Your goal:
Count the lines in the rows below that contain the string "audi" (case-sensitive), and reply with that number alone.

╭─ Given information

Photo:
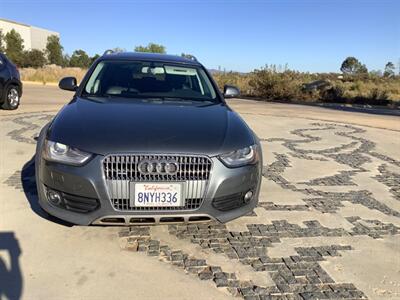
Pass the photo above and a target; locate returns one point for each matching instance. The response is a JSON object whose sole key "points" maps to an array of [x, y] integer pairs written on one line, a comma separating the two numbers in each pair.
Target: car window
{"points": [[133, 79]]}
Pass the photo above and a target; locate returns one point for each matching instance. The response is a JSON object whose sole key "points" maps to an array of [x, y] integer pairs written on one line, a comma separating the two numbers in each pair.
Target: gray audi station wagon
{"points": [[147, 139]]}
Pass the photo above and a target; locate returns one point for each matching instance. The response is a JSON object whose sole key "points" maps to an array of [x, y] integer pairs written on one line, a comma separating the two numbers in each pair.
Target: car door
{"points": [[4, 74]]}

╰─
╭─ Given information

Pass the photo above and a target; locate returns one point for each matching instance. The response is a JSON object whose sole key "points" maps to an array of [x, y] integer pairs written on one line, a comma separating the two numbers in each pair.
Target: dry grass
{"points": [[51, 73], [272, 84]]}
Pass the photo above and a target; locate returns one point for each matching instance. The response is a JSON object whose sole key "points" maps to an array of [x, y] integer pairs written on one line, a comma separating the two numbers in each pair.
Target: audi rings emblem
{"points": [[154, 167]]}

╰─

Task solution:
2